Extrait fourni –
- - - -
Justement, quels sont les bénéfices attendus pour les patients ?

N. A. : Il s’agit de traitements symptomatiques, et non curatifs. Mais les symptômes en question ont un fort impact sur la qualité de vie des patients : douleurs sévères, etc. L’enjeu est de trouver des solutions nouvelles pour des patients qui sont en souffrance majeure car on n’est plus en mesure de leur proposer des thérapeutiques efficaces.

Sous quelles formes les préparations seront-elles administrées ?

N. A. : Pas sous forme de fumée, même s’il y a possibilité de vaporiser avec des inhalateurs adaptés. On peut également recourir à d’autres formes d’administration à libération plus lente, notamment par voie transmuqueuse ou orale.

Y a-t-il un risque de dépendance ?

N. A. : Oui, forcément. Mais l’objectif n’est pas de rechercher un effet psychoactif marqué, ressenti par le patient. On recherche le soulagement d’un symptôme. Il faudra pour cela travailler pour obtenir une titration permettant d’atteindre une posologie minimale efficace avec un minimum d’effets indésirables. Il y aura des contre-indications. Mais il n’y a pas de raison qu’on ait un risque de dépendance supérieur à celui que présentent d’autres psychotropes comme les anxiolytiques ou des antalgiques comme les opioïdes. Rappelons que le cannabis n’est pas la substance psychoactive la plus addictogène : elle l’est par exemple moins que la nicotine.
- - - -
Données fournies –

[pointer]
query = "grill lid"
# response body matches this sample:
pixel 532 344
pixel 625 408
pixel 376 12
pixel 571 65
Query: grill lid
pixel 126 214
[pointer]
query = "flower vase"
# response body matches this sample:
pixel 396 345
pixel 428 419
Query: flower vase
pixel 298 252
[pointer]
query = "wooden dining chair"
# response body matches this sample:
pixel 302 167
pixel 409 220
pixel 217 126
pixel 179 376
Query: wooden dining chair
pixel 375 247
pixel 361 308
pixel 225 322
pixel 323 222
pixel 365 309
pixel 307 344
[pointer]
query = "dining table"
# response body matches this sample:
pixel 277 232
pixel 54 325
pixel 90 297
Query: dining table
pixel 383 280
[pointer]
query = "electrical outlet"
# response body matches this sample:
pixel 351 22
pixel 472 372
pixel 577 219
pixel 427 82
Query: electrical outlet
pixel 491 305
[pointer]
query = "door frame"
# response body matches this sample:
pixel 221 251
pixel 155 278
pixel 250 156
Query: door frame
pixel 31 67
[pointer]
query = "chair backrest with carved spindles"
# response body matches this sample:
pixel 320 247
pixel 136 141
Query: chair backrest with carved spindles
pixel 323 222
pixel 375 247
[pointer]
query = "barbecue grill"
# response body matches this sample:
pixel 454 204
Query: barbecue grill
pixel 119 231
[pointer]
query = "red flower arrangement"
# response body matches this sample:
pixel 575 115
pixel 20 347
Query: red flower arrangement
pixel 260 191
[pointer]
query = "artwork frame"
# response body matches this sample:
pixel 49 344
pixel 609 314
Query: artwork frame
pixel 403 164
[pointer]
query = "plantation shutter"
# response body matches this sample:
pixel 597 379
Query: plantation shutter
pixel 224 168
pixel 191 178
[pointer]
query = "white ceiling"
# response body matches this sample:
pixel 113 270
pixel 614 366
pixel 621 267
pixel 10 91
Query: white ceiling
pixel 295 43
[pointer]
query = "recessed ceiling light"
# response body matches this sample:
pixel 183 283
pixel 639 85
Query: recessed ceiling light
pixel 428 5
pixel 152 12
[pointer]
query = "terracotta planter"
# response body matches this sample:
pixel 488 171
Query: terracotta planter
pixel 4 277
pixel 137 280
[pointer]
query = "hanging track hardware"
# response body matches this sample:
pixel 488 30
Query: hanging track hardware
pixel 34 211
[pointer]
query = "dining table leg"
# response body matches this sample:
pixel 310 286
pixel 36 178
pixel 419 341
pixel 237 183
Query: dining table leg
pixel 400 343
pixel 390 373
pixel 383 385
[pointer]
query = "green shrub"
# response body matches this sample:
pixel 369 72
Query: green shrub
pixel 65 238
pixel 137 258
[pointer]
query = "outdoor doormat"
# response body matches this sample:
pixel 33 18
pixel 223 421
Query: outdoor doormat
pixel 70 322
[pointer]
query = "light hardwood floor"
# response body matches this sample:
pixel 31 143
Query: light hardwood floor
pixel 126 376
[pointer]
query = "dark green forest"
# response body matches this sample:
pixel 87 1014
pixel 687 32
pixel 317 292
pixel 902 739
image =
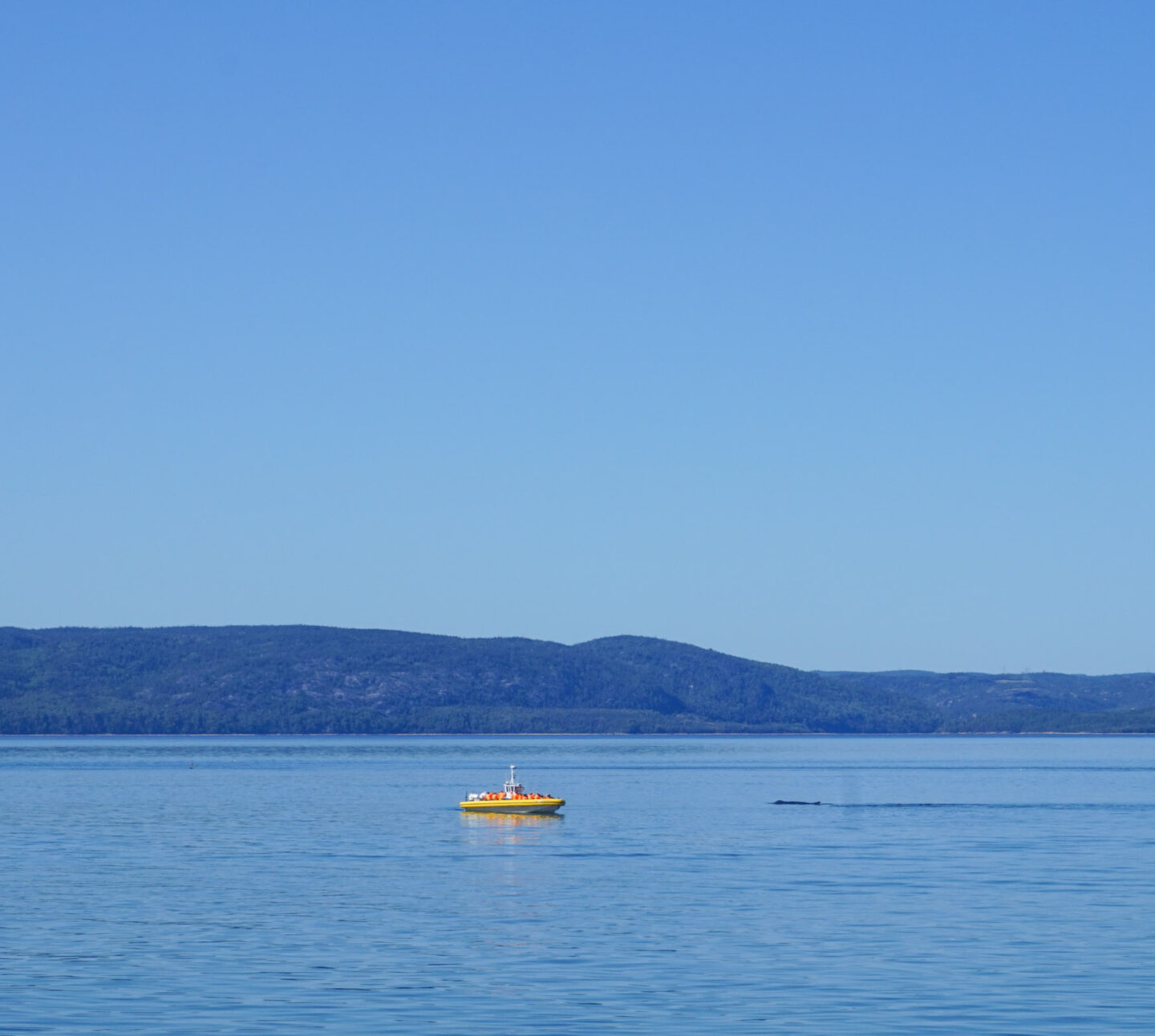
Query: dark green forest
pixel 313 679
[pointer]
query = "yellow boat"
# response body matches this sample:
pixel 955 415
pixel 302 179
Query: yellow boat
pixel 512 799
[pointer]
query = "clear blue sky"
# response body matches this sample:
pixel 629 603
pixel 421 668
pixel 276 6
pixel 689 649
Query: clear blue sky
pixel 816 333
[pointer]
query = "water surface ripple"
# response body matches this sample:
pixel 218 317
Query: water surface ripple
pixel 330 885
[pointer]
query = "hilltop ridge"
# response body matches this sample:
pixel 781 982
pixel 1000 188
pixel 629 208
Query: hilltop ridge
pixel 319 679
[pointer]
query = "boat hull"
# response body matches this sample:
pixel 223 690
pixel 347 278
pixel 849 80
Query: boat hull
pixel 536 805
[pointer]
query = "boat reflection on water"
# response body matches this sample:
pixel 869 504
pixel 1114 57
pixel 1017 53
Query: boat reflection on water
pixel 509 828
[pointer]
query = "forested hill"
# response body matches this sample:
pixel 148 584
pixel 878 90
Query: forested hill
pixel 314 679
pixel 310 679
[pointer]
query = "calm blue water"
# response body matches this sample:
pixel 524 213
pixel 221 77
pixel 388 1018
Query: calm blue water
pixel 961 885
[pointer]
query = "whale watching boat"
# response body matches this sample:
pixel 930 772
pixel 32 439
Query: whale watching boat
pixel 512 799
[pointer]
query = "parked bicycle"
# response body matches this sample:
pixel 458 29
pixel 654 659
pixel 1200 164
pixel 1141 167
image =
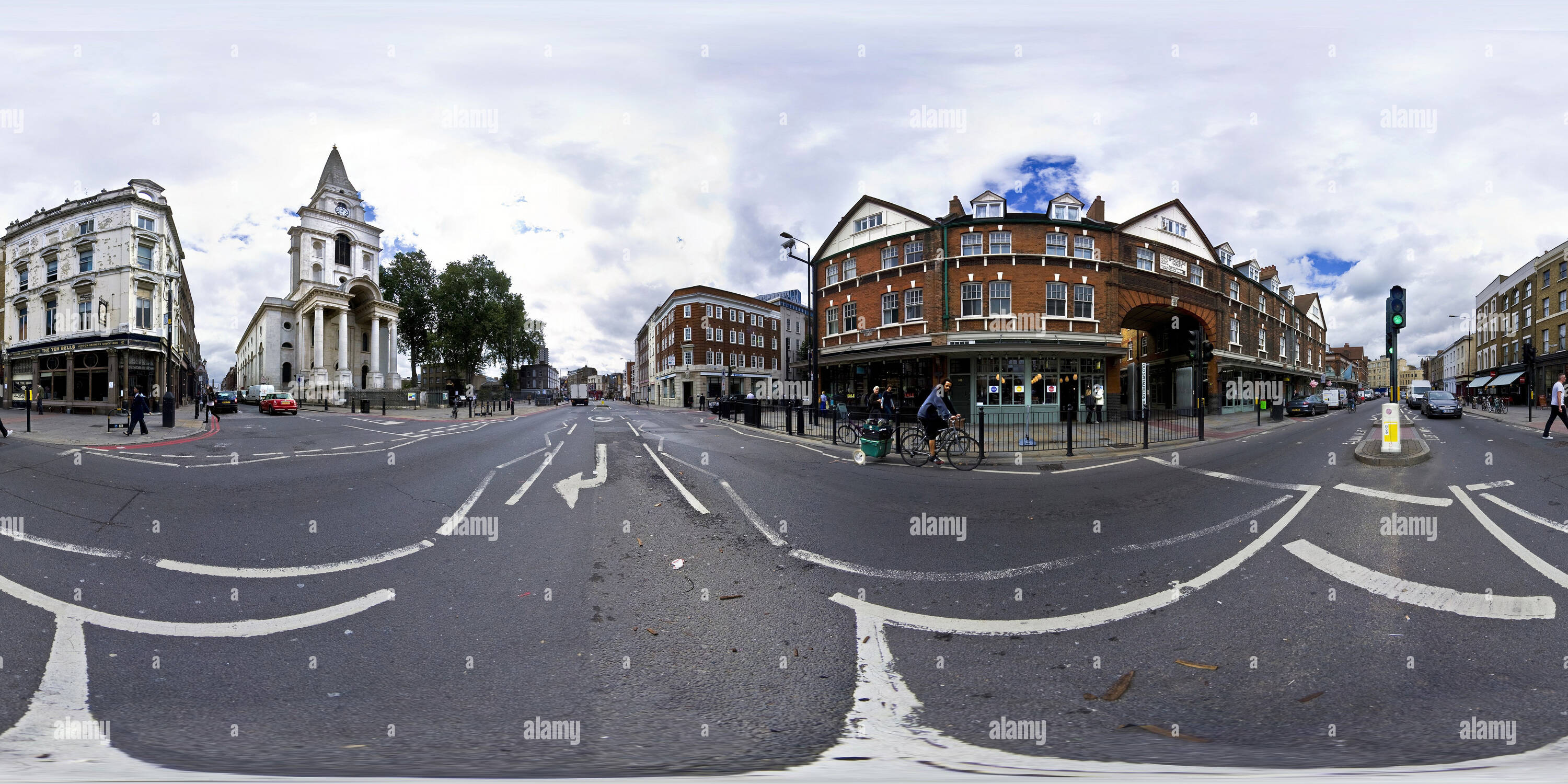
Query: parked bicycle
pixel 960 449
- - - -
Liste des tâches –
- 1) Dans l'extrait sur les préparations à base de cannabis, quelle substance est présentée comme plus addictogène que le cannabis ?
- 2) Poursuivez, s'il vous plaît, l'extrait sur les préparations à base de cannabis à partir de sa dernière phrase.

Réponses par tâche –
- 1) La nicotine.

- 2)
Dans quels types de structures ces traitements pourront-ils être proposés ?

N. A. : Principalement dans des structures spécialisées dans la prise en charge des pathologies pour lesquelles il existe une indication : les centres experts sur la sclérose en plaque, les centres d’évaluation et de traitement de la douleur… Les médecins qui travaillent dans ces établissements, mais aussi les autres professionnels comme les infirmiers ou les pharmaciens, devront être formés. On peut notamment imaginer une implication du corps infirmier dans la réévaluation ou l’équilibrage du traitement.

Il s’agirait donc uniquement d’une prise en charge hospitalière ?

N. A. : Pour l’instauration des traitements, probablement. Mais comme il s’agit de prescription de produit stupéfiant, dont la durée ne peut excéder 28 jours, un relai en ville est impératif : la finalité n’est pas de rendre les patients dépendants aux structures hospitalières hyperspécialisées.

Comment les préparations seront-elles fabriquées, alors que la France n’a pas de filière de production du cannabis ?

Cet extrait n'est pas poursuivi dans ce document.